Copy the text on easing seasonal allergies through diet word for word, from start to finish.

[Selected text]
============

April, 2019

Ease Seasonal Allergies with these Eating Tips

We recently started a blog series “Food as Medicine” and this month’s health tips certainly fall under that topic. Because it’s that time of the year – when the flowers bloom, the birds sing, the trees bud and the grass turns green again. But for some of us, Spring can be somewhat miserable as outdoor molds release their spores, and trees, grasses, and weeds release tiny pollen particles into the air to fertilize other plants.

If you suffer from seasonal allergies, you can make some simple changes to your diet to help you feel better. So here are six tips of allergy-fighting foods and drinks you should try, and a few you should avoid. You can’t cure your nasal allergies with a special diet. But what you eat can make a difference in how you feel.

Tip #1:  Eat Fish
Some studies show that omega-3 fatty acids, found in salmon, tuna, and other fish, might lower your chances of getting allergies in the first place and may help when you have them. Some research indicates that eating a diet rich in omega-3 fatty acids may be helpful for reducing asthma symptoms for instance. For instance, study participants taking the omega-3s had lower levels of a marker of airway inflammation.

Tip #2:  Consume Hot Drinks and Soup
These fluids can warm up your stomach and your airways. That helps thin mucus in your lungs, making it easier to cough up.  “Tea, especially green tea with or without caffeine, is very good for people with allergies. Tea contains natural antihistamines, which makes it a great addition to your diet to reduce allergy symptoms. Drink a cup of hot tea just when you get up to help prevent morning sneezing.

Tip #3:  Add Yogurt
You might not think that your digestive tract has much to do with your runny nose. But some experts say that having “good” bacteria or probiotics in your intestines might help allergy symptoms such as runny nose and congestion. Yogurt is a good natural source of probiotics. Buy a brand that has live cultures in it.

============

[Information supplied]
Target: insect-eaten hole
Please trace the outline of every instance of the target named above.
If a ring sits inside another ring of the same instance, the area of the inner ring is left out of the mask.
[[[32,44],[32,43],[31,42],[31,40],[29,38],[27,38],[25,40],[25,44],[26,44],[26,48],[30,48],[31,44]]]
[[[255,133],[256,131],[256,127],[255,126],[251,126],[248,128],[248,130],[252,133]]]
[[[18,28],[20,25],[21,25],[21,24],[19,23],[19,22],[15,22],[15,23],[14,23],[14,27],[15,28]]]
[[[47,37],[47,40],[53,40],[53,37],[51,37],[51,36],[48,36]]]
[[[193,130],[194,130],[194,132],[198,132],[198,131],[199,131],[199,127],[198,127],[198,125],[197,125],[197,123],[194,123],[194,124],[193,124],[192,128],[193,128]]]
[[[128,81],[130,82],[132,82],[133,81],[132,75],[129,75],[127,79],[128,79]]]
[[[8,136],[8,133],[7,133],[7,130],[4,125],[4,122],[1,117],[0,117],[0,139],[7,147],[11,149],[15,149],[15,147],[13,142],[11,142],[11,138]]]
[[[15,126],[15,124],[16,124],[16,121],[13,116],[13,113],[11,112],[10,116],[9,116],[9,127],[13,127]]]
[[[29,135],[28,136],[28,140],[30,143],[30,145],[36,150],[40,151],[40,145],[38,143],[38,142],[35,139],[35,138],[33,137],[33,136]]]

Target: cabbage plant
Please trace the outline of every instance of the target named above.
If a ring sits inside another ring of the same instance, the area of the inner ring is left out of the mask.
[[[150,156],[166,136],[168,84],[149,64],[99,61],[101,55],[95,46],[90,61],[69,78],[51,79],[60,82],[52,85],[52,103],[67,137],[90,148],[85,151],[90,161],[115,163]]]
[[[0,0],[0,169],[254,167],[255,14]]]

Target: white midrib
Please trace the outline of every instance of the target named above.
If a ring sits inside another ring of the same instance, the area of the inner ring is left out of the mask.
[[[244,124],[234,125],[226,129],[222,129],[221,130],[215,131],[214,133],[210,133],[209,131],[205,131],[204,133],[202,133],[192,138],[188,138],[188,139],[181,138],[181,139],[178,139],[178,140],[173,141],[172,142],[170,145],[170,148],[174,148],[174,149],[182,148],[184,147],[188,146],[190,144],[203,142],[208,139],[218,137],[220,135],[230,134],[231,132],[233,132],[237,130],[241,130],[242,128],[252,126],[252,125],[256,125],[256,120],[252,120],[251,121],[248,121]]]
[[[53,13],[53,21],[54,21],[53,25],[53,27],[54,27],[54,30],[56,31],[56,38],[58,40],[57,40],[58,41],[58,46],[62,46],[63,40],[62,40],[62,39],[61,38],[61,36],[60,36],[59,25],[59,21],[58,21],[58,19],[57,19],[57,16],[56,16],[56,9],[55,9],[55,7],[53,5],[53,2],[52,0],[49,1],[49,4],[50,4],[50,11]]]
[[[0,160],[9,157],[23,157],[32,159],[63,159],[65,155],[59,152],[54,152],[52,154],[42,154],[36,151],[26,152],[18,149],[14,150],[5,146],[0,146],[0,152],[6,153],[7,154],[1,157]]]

============

[Output for this exercise]
April, 2019

Ease Seasonal Allergies with these Eating Tips

We recently started a blog series “Food as Medicine” and this month’s health tips certainly fall under that topic. Because it’s that time of the year – when the flowers bloom, the birds sing, the trees bud and the grass turns green again. But for some of us, Spring can be somewhat miserable as outdoor molds release their spores, and trees, grasses, and weeds release tiny pollen particles into the air to fertilize other plants.

If you suffer from seasonal allergies, you can make some simple changes to your diet to help you feel better. So here are six tips of allergy-fighting foods and drinks you should try, and a few you should avoid. You can’t cure your nasal allergies with a special diet. But what you eat can make a difference in how you feel.

Tip #1:  Eat Fish
Some studies show that omega-3 fatty acids, found in salmon, tuna, and other fish, might lower your chances of getting allergies in the first place and may help when you have them. Some research indicates that eating a diet rich in omega-3 fatty acids may be helpful for reducing asthma symptoms for instance. For instance, study participants taking the omega-3s had lower levels of a marker of airway inflammation.

Tip #2:  Consume Hot Drinks and Soup
These fluids can warm up your stomach and your airways. That helps thin mucus in your lungs, making it easier to cough up.  “Tea, especially green tea with or without caffeine, is very good for people with allergies. Tea contains natural antihistamines, which makes it a great addition to your diet to reduce allergy symptoms. Drink a cup of hot tea just when you get up to help prevent morning sneezing.

Tip #3:  Add Yogurt
You might not think that your digestive tract has much to do with your runny nose. But some experts say that having “good” bacteria or probiotics in your intestines might help allergy symptoms such as runny nose and congestion. Yogurt is a good natural source of probiotics. Buy a brand that has live cultures in it.